%%

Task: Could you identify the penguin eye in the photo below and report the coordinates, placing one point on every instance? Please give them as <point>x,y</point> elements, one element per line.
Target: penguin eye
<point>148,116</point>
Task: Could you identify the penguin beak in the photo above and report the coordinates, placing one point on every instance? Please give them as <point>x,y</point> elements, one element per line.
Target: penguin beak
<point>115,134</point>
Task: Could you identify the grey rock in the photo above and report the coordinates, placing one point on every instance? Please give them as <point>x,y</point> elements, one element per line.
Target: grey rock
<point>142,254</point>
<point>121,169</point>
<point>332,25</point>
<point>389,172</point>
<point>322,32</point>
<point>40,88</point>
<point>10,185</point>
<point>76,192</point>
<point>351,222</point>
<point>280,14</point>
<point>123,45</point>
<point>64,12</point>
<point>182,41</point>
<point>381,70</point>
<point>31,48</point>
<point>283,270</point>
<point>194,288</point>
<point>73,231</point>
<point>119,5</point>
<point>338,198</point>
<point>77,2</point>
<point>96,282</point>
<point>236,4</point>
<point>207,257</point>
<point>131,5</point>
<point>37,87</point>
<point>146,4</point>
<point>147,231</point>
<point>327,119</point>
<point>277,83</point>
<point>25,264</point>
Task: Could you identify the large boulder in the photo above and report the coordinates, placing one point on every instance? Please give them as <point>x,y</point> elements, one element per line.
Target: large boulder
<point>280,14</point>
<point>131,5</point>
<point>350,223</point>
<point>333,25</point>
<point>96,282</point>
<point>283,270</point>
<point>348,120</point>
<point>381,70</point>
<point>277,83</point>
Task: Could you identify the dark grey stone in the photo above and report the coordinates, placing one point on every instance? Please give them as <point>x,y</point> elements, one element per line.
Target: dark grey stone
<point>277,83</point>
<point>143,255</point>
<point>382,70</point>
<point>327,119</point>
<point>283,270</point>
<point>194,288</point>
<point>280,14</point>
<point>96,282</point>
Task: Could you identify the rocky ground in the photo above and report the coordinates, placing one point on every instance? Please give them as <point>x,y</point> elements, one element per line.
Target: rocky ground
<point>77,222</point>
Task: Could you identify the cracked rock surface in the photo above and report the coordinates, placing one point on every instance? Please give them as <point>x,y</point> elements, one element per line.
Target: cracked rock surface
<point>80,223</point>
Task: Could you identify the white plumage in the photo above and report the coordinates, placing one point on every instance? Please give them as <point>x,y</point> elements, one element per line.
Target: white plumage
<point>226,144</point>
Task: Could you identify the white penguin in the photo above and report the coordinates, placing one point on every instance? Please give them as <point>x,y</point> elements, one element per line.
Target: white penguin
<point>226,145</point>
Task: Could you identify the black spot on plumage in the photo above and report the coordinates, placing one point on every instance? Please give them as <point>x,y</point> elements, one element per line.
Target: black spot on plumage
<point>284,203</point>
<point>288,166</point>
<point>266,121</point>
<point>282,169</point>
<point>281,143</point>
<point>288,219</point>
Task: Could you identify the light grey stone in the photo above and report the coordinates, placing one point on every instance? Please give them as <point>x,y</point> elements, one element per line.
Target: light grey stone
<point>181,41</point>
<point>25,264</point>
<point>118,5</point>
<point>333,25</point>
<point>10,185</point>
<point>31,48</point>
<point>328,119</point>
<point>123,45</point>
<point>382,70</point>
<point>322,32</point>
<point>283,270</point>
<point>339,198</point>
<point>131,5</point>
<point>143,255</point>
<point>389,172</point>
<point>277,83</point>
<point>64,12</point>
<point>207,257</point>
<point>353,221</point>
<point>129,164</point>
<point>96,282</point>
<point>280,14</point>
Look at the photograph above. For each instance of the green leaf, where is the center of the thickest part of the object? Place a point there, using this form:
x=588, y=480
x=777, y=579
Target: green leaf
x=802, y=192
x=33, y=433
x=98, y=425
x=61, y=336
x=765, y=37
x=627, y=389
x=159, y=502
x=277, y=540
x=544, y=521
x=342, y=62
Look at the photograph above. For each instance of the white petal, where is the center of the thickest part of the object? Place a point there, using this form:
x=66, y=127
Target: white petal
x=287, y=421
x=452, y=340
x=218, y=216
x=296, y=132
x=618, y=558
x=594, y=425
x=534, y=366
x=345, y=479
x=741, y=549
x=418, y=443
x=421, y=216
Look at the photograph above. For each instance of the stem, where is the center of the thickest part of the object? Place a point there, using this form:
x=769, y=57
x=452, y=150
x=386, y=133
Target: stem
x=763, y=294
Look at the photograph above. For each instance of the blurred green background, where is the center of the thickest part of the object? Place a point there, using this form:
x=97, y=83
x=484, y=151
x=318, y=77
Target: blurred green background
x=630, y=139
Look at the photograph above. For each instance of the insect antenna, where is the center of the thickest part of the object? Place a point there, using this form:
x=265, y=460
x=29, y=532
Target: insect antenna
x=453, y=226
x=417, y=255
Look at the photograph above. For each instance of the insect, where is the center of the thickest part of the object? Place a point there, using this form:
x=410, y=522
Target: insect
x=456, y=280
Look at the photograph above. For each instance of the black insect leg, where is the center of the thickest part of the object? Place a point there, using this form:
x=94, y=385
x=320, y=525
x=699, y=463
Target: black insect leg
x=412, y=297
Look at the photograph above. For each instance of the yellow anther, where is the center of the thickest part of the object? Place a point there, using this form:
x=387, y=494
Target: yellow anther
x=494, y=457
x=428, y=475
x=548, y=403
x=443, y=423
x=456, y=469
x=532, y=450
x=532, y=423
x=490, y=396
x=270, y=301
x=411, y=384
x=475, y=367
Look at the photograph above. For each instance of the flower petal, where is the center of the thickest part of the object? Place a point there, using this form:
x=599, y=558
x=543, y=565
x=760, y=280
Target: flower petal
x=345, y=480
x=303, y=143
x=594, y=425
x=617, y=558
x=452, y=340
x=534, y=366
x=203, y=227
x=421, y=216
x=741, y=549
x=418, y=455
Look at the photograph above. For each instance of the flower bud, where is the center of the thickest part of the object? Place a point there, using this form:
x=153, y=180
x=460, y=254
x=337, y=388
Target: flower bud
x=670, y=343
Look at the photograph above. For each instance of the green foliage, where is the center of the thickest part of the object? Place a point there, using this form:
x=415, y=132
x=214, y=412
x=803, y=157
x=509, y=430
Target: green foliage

%%

Using the entries above, repeat only the lines from the one containing "x=452, y=150" through the one containing "x=387, y=494", end lines included.

x=452, y=150
x=386, y=133
Target: stem
x=763, y=294
Look at the photograph above. For each instance of the blurred green background, where is the center of the thickest part of the object? Place a point there, using this form:
x=97, y=83
x=484, y=151
x=318, y=77
Target: blurred green background
x=630, y=139
Look at the photograph above. For each instance of the insect antenna, where is the center of the thickest part of the object? Place a point there, using this form:
x=265, y=460
x=29, y=532
Target: insect antenna
x=453, y=226
x=417, y=255
Look at the photograph above. For each instance of the insect, where is the center of the thickest part of the object? Place a point there, using this form:
x=410, y=522
Target: insect
x=456, y=280
Look at the photograph above. For each instance of the black insect leg, where is the center of the thickest part of the object? Place a point there, using this form:
x=94, y=385
x=320, y=525
x=699, y=463
Target: black insect leg
x=412, y=297
Look at the photograph above. For each instance of the yellow anther, where is the center of the thickest part of the object? Place a point there, using this form:
x=387, y=494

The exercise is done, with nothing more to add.